Page text ▸
Democrats were critical of being shut out of the legislative discussions leading up to the special session, and of receiving little lead time to review the bills. The K-12 bill, for example, was made public only an hour before it was voted upon.

"This just isn't the way good government works," said Rep. Kim Norton, a Democrat, in an online post.

Although Republican legislative leaders and Dayton, a Democrat, agreed to the framework of an agreement last week, Republicans were still caucusing to formalize their bill proposals even as the session was running Tuesday. There were sharp differences between party members in some of those caucus meetings, officials said.

Mayo Clinic stands to be a big beneficiary of the $11.2 billion Health and Human Services bill. The bill begins a phase-out of a provider tax, which had cost Mayo an estimated $60 million per year.

Data provided ▸
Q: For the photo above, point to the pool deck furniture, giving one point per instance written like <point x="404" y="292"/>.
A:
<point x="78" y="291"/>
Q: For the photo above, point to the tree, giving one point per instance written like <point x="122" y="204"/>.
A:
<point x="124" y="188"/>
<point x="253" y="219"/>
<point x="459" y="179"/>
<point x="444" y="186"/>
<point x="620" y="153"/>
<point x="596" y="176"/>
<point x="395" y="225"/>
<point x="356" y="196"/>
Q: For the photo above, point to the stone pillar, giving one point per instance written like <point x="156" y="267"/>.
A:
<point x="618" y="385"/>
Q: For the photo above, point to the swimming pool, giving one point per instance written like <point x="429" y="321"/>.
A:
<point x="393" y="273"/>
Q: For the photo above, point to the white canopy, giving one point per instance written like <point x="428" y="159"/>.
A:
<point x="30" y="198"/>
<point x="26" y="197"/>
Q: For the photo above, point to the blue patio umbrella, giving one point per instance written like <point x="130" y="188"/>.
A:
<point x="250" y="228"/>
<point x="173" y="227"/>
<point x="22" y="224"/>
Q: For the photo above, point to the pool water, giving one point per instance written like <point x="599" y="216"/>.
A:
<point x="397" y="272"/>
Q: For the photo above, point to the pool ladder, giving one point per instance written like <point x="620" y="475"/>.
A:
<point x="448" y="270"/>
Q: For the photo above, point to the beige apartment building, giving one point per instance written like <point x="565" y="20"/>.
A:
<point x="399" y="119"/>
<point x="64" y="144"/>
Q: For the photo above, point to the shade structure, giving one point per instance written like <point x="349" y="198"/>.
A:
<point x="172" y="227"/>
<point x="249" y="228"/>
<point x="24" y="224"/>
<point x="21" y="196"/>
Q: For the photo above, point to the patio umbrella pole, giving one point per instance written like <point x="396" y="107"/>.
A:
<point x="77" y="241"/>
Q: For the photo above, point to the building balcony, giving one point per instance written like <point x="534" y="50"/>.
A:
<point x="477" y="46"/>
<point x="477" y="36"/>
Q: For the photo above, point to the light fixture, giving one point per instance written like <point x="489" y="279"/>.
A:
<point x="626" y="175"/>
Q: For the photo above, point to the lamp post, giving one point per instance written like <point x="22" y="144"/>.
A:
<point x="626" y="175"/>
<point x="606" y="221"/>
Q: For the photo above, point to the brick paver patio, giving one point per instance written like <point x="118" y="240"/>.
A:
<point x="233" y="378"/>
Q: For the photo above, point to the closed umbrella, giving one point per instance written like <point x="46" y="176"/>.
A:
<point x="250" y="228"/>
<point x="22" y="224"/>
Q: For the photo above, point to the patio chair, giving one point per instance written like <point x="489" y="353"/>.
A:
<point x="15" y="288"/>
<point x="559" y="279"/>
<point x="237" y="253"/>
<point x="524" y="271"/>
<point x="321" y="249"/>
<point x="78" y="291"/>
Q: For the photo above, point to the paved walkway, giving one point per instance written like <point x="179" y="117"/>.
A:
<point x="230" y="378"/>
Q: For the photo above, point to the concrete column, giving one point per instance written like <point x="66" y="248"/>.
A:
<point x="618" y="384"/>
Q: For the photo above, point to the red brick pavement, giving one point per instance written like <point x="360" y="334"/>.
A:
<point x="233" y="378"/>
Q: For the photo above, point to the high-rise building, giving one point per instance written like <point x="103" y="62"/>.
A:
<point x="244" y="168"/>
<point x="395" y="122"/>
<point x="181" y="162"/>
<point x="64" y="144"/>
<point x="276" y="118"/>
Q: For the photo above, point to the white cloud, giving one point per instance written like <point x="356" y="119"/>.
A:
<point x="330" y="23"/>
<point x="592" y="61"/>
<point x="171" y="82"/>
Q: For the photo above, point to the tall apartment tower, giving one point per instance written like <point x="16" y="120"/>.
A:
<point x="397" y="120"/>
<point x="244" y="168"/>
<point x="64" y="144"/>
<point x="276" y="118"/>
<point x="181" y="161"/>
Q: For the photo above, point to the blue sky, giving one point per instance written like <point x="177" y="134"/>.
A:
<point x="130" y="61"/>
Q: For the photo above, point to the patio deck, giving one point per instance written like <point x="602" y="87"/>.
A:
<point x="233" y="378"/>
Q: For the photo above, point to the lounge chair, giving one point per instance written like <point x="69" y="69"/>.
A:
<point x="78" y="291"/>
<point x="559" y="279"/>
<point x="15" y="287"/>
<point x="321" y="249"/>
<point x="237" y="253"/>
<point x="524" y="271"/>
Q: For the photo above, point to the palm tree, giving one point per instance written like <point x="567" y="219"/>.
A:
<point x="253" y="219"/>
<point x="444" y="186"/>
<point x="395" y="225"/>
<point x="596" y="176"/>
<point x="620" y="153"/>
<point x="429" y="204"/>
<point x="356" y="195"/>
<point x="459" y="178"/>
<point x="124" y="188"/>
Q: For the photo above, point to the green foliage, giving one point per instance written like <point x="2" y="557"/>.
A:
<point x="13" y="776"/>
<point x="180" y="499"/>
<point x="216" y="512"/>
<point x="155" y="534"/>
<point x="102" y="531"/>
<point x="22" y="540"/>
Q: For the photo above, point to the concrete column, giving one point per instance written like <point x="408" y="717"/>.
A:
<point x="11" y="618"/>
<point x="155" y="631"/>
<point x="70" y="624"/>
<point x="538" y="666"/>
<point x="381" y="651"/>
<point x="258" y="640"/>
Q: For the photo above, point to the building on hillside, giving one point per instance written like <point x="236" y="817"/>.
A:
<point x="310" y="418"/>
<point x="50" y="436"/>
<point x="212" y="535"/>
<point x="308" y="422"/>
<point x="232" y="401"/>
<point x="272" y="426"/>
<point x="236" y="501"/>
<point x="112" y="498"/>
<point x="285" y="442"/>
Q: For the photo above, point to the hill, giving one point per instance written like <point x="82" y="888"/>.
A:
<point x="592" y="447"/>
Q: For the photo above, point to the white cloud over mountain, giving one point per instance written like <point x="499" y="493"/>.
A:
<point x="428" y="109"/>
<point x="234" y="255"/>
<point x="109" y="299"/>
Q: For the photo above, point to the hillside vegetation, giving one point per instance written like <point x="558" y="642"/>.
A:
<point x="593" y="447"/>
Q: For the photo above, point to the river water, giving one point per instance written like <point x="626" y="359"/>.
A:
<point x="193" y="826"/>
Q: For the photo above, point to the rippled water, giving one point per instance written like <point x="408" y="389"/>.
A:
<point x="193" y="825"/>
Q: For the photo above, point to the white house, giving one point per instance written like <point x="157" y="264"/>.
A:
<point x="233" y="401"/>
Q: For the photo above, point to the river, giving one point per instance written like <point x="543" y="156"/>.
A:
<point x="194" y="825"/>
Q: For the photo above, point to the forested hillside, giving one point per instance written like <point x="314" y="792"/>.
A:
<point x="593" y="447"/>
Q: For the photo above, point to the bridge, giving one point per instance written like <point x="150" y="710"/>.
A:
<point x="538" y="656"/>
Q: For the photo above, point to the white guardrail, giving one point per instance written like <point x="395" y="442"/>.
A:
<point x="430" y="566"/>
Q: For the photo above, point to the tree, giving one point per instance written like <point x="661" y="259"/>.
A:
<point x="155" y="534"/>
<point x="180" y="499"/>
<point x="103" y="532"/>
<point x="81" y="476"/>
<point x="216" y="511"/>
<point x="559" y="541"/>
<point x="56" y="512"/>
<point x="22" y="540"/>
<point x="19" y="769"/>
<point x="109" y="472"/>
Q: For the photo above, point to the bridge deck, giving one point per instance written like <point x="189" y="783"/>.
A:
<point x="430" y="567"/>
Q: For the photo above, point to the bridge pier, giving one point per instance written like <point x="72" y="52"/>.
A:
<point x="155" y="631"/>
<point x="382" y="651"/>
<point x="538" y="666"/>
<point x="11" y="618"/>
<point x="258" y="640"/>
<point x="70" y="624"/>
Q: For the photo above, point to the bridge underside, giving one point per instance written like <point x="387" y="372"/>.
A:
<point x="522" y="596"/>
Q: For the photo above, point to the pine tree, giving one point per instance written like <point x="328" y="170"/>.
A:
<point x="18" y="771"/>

Activity ▸ Extend the article on the legislative special session, starting after its last sentence.

Result of this exercise ▸
In addition, the bill voids an earlier-proposed Medicaid surcharge, which would have cost Mayo an extra $22.5 million per year.

Critics of the HHS bill said it would hurt the quality of rural health care, will cut compensation to licensed child-care providers by 2.5 percent, and will eliminate grants for county programs collecting child support, a federally mandated service. Eliminating the state grants while the mandate still stands will cause property taxes to rise, said Sen. Linda Berglin, a Minneapolis DFLer.